* _WORK INSTRUCTIONS_
Render the lines starting at the one containing "Might I trouble you for the coordinates of the reflection" and ending at the final line below as a Markdown table with two columns, "Index" and "Text": number each row and leave out any blank lines. Include only those lines.

* _EXERCISE INPUT_
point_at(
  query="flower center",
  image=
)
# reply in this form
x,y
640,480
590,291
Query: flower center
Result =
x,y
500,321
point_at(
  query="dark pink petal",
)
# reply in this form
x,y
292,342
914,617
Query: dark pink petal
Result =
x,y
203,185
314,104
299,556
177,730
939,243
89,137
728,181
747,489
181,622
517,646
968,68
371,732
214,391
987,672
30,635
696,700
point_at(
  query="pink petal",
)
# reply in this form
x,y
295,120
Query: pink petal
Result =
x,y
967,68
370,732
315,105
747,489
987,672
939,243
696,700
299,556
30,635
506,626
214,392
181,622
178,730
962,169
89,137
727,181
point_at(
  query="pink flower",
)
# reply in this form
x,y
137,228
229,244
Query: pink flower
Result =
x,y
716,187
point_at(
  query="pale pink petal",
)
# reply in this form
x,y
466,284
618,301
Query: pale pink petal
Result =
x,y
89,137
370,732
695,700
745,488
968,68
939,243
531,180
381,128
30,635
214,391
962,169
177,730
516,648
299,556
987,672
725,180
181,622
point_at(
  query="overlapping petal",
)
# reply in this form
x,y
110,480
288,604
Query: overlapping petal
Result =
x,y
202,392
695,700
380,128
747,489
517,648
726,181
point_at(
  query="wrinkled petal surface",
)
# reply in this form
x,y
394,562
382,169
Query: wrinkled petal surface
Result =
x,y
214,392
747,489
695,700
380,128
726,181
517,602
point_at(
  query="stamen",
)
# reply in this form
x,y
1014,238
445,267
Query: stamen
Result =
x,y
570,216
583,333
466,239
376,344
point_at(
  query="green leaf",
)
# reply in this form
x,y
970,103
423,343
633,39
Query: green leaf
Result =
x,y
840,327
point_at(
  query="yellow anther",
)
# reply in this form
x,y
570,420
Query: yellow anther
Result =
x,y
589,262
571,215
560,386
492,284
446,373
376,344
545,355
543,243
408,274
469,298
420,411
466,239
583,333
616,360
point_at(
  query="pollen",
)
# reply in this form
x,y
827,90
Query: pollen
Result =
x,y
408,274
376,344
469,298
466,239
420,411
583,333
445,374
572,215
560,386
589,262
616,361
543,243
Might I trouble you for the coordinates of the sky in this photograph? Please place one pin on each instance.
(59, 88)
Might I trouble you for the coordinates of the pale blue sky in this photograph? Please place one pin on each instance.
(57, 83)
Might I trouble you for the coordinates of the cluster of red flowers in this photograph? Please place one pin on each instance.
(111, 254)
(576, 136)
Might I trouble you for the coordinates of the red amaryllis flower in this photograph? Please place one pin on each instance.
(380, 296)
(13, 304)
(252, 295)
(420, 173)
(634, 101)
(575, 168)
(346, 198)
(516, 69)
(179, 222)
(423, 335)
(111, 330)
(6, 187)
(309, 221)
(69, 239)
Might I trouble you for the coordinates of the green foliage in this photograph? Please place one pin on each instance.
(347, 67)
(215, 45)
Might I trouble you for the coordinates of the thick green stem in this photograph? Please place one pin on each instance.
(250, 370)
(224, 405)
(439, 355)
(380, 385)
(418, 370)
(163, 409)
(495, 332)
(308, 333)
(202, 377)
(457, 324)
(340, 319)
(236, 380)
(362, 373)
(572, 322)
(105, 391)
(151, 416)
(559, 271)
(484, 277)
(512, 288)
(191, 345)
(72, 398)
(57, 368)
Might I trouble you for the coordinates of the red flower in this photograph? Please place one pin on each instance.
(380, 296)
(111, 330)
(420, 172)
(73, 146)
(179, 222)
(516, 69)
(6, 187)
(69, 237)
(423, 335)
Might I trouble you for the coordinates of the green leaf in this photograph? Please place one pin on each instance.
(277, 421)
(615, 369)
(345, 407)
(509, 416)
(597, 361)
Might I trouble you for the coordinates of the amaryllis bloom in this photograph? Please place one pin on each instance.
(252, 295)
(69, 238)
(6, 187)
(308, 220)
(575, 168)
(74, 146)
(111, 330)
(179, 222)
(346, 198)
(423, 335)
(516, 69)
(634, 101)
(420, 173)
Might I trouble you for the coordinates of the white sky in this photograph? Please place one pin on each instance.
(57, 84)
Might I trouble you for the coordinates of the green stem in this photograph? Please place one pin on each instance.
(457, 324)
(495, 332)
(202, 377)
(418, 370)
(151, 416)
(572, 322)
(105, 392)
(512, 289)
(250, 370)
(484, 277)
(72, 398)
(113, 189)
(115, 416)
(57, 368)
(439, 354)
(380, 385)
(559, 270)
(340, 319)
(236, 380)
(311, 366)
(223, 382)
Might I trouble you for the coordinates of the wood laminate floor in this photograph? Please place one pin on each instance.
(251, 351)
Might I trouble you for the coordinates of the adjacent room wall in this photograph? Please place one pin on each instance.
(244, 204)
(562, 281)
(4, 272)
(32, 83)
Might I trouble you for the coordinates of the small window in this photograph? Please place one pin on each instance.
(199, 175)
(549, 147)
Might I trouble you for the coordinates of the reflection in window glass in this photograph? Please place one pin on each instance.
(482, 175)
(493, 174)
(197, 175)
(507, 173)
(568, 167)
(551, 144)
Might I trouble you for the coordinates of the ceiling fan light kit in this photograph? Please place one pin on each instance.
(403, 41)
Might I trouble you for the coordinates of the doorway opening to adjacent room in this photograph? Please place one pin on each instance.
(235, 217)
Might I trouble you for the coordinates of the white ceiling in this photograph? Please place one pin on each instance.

* _RESULT_
| Index | Text |
|---|---|
| 1 | Might I trouble you for the coordinates of the reflection in window glass in this photograph? Please place one pin on each instance. |
| 2 | (482, 175) |
| 3 | (493, 174) |
| 4 | (197, 175) |
| 5 | (507, 173) |
| 6 | (568, 167) |
| 7 | (551, 144) |
| 8 | Might I trouble you for the coordinates of the ceiling fan light kit in this photograph? Please place one pin on each instance. |
| 9 | (403, 41) |
| 10 | Might I trouble you for the coordinates of the doorway opening to adjacent room in this photograph? Please place one pin on each instance. |
| 11 | (235, 217) |
| 12 | Might I trouble you for the coordinates of the white ceiling in this photograph? Please place one pin on each instance. |